## INSTRUCTIONS FOR THE TASK:
Could you copy the items out word for word, from their very first line down to the line containing "List the outlines of the cloud.", with both ends included?

## DATA EXTRACT:

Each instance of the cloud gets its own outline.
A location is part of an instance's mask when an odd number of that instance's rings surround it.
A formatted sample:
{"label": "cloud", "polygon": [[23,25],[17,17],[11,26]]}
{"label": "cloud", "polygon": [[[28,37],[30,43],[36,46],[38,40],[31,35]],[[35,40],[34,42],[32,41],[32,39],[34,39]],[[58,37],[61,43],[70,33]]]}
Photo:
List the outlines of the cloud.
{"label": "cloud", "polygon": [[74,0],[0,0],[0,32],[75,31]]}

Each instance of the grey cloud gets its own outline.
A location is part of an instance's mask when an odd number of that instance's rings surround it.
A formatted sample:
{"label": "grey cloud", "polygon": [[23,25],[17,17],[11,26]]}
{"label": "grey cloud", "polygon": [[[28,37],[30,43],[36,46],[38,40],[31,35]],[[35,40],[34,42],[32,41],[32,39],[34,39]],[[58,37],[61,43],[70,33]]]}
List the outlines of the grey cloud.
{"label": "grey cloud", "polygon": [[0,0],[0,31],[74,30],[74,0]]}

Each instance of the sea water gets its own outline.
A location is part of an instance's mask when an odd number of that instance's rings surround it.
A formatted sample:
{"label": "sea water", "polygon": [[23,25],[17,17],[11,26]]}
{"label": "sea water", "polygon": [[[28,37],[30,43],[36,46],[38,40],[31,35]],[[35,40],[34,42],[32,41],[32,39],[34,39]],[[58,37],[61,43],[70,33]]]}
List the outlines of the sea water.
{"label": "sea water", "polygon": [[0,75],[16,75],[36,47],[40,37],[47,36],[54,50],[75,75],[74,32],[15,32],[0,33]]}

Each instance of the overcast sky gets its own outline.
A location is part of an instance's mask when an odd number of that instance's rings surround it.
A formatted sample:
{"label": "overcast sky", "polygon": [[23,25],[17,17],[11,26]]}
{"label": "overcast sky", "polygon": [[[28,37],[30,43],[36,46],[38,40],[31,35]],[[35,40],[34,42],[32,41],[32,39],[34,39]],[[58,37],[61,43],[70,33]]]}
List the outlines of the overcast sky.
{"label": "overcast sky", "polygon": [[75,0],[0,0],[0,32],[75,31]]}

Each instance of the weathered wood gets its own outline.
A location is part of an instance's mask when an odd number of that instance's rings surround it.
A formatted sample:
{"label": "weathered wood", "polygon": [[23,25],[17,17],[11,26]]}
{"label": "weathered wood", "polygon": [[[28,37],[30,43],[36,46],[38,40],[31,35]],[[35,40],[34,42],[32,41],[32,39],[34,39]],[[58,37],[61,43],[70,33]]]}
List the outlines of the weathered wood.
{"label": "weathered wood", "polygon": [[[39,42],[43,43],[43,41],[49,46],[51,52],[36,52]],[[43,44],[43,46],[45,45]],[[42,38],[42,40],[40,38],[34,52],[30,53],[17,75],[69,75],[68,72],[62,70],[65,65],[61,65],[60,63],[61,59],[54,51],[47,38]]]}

## THE OUTPUT:
Each instance of the cloud gets its own outline.
A location is part of an instance's mask when an odd number of that instance's rings surround it.
A formatted sample:
{"label": "cloud", "polygon": [[23,25],[17,17],[11,26]]}
{"label": "cloud", "polygon": [[[28,37],[30,43],[36,46],[38,40],[31,35]],[[35,40],[34,42],[32,41],[32,39],[34,39]],[[58,37],[61,43],[70,33]]]}
Photo:
List the outlines of the cloud.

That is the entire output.